# Task
Count the lines in the records below that contain the word "votive". Reply with the number only.

------------------------------------------------

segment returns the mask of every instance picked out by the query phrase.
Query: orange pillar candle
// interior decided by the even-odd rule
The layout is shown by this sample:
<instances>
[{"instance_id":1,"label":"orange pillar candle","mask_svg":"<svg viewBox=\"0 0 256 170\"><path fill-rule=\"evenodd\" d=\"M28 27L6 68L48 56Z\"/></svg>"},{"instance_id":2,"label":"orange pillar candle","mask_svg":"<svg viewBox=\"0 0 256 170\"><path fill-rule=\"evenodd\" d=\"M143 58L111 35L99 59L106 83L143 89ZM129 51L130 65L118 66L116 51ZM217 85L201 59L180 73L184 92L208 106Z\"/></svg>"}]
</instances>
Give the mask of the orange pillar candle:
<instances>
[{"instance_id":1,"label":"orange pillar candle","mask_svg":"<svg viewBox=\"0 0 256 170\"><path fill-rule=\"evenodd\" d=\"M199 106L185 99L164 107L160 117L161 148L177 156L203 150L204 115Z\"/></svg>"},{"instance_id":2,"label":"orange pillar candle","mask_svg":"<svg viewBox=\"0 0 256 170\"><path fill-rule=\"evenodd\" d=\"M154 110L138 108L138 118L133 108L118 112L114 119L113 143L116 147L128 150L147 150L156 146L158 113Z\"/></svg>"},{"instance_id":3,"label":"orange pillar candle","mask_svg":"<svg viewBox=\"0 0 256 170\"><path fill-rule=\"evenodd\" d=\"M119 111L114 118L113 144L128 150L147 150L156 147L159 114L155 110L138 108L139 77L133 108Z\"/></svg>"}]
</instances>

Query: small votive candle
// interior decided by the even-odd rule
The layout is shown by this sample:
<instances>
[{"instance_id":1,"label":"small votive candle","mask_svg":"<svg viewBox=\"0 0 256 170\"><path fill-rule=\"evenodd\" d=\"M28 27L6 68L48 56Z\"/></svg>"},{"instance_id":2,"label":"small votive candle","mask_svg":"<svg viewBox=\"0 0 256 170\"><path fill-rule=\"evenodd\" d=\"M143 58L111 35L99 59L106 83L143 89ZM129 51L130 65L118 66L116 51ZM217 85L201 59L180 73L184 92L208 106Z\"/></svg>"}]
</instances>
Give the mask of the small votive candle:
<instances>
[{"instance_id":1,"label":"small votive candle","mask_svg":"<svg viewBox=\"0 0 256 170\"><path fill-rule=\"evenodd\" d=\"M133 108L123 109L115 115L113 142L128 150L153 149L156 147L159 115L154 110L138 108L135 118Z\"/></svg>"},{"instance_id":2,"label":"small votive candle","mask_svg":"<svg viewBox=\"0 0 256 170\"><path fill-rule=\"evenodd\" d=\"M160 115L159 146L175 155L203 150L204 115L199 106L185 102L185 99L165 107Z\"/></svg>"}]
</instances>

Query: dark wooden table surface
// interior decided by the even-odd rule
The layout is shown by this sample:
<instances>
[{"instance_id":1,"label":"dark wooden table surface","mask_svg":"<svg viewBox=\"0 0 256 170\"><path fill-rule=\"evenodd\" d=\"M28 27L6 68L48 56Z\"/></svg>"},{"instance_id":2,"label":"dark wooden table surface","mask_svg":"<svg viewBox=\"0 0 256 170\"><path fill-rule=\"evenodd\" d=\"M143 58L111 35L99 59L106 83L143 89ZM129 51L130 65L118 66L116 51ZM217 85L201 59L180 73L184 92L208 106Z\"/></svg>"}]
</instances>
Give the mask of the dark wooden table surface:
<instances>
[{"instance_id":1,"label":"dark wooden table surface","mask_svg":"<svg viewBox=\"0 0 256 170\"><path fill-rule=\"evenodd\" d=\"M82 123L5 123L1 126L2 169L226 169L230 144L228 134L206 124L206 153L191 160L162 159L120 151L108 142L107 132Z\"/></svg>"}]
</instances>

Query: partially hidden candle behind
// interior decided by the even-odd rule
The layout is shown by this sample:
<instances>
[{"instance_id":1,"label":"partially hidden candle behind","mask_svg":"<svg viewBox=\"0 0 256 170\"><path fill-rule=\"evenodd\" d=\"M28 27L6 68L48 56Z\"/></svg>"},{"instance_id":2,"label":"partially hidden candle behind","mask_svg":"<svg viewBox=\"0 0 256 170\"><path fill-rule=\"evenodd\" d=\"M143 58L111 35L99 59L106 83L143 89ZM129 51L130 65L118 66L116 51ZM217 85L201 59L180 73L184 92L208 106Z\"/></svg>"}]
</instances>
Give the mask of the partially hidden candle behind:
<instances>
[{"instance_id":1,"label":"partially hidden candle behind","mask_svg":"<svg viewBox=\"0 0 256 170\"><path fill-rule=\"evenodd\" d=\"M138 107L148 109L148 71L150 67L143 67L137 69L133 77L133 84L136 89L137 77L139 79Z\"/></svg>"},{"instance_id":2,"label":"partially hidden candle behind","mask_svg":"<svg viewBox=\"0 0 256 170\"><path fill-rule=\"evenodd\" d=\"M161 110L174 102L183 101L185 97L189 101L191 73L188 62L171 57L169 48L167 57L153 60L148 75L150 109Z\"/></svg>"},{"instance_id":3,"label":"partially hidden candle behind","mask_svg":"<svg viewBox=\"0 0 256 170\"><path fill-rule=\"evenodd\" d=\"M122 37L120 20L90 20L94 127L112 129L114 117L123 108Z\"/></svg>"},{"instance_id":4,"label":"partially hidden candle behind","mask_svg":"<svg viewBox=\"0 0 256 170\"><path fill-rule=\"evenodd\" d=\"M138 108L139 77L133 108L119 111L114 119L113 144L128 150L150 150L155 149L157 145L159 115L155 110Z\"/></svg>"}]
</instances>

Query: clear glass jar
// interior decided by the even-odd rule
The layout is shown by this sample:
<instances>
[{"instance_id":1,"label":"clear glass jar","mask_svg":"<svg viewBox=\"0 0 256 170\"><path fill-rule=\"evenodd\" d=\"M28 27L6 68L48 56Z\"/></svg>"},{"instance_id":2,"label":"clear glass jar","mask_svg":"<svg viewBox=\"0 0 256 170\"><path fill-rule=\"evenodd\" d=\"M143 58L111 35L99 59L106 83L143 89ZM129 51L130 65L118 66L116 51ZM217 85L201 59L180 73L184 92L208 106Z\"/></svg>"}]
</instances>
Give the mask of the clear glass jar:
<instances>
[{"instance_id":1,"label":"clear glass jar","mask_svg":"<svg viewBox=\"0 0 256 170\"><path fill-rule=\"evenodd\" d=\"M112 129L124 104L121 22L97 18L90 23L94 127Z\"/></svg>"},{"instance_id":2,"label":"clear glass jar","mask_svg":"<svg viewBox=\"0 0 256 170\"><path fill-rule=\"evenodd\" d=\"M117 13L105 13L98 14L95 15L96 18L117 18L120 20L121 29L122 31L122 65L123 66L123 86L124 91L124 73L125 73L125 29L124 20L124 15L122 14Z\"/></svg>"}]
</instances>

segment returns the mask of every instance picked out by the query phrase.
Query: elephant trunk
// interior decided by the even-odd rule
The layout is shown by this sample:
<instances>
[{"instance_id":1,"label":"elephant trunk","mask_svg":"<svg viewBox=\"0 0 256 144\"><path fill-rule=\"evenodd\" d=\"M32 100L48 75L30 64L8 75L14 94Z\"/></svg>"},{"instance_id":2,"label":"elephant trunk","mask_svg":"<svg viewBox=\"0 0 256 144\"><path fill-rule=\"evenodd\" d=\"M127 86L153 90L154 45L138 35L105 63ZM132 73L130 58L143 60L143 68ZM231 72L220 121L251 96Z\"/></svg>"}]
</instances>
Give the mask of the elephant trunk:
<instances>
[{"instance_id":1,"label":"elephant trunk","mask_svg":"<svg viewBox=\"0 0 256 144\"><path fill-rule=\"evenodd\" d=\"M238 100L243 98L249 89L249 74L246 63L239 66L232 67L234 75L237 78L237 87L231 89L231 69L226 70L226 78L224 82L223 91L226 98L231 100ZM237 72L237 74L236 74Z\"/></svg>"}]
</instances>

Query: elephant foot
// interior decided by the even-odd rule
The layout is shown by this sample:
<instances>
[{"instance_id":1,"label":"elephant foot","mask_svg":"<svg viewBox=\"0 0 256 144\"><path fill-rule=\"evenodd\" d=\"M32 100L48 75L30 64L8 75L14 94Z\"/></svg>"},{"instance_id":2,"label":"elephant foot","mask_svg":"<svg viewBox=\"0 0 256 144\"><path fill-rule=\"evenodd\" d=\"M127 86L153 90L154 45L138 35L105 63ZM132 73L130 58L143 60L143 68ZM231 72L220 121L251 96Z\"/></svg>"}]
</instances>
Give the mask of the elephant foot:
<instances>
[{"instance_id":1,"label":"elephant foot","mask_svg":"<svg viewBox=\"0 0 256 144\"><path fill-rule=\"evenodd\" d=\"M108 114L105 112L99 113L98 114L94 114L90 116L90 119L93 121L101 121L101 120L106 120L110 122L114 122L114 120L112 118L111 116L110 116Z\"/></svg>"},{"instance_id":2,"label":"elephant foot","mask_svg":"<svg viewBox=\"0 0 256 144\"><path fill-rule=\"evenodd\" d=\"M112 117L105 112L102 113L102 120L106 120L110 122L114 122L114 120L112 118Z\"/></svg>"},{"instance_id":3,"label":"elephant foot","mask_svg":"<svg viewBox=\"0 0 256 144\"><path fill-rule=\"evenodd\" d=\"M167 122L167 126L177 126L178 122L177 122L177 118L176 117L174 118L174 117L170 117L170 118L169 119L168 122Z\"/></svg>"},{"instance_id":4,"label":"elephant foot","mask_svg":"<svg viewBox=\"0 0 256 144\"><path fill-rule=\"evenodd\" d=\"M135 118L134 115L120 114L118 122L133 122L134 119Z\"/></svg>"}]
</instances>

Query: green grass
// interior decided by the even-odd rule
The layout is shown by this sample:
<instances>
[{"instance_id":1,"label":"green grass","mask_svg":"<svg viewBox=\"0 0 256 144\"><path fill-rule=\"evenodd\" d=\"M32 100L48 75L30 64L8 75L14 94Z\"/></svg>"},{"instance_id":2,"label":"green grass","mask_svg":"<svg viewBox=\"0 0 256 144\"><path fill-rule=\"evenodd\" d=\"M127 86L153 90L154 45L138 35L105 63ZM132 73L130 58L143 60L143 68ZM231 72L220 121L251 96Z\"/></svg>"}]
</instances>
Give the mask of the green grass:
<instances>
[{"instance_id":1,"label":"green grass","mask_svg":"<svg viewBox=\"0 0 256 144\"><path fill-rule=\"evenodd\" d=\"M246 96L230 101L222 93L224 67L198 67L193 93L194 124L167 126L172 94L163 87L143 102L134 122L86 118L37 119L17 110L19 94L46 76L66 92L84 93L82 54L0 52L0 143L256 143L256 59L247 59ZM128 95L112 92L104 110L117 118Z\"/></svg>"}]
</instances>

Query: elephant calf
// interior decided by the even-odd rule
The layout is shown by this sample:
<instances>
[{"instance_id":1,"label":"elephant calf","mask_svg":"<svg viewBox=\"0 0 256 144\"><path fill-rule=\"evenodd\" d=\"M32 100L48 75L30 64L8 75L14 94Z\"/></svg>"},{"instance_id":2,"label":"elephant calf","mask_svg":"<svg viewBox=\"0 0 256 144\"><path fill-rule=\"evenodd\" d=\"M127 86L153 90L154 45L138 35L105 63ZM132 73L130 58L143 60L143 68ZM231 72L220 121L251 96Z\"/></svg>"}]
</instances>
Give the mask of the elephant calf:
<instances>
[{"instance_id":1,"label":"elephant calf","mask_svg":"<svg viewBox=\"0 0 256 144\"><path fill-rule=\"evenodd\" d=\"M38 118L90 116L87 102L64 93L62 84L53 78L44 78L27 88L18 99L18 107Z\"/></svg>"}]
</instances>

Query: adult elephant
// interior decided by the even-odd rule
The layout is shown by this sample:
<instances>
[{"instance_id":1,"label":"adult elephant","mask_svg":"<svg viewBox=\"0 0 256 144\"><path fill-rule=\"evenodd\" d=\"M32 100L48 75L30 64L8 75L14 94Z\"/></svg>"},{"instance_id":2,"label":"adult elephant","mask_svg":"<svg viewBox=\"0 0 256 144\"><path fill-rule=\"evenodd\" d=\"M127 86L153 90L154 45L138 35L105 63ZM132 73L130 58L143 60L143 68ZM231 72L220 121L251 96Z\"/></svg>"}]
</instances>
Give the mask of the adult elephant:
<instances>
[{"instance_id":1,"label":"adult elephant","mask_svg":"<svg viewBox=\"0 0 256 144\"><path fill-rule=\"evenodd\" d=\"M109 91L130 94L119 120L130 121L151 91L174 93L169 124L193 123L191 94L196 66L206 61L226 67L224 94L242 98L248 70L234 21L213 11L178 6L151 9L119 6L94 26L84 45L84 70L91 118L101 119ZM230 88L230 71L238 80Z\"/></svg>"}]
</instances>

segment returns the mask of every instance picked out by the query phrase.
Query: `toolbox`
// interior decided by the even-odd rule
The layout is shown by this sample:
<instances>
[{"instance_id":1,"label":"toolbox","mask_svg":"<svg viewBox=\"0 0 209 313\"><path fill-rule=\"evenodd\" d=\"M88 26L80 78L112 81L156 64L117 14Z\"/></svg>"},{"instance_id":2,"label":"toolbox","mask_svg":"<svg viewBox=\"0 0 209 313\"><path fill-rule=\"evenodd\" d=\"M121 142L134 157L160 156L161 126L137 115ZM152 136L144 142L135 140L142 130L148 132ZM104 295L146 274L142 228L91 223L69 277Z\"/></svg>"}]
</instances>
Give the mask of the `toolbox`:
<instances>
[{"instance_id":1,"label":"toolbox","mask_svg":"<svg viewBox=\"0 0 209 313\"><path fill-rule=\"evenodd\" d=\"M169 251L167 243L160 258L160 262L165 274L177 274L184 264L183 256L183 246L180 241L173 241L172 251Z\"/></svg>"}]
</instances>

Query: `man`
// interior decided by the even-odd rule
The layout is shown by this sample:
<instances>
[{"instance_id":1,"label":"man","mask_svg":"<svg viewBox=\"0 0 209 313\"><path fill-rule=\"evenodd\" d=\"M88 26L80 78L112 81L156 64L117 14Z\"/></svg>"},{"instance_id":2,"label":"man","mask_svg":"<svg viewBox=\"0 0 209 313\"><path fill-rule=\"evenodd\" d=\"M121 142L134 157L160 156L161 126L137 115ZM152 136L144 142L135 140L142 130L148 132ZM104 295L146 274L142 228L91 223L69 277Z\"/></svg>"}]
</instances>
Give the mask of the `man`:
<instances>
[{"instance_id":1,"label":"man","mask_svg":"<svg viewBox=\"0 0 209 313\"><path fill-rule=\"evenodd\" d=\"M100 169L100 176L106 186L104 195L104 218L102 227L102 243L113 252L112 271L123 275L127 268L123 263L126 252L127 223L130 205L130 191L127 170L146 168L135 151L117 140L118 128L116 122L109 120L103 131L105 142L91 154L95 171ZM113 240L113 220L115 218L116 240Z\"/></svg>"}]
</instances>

------------------------------------------------

# Right answer
4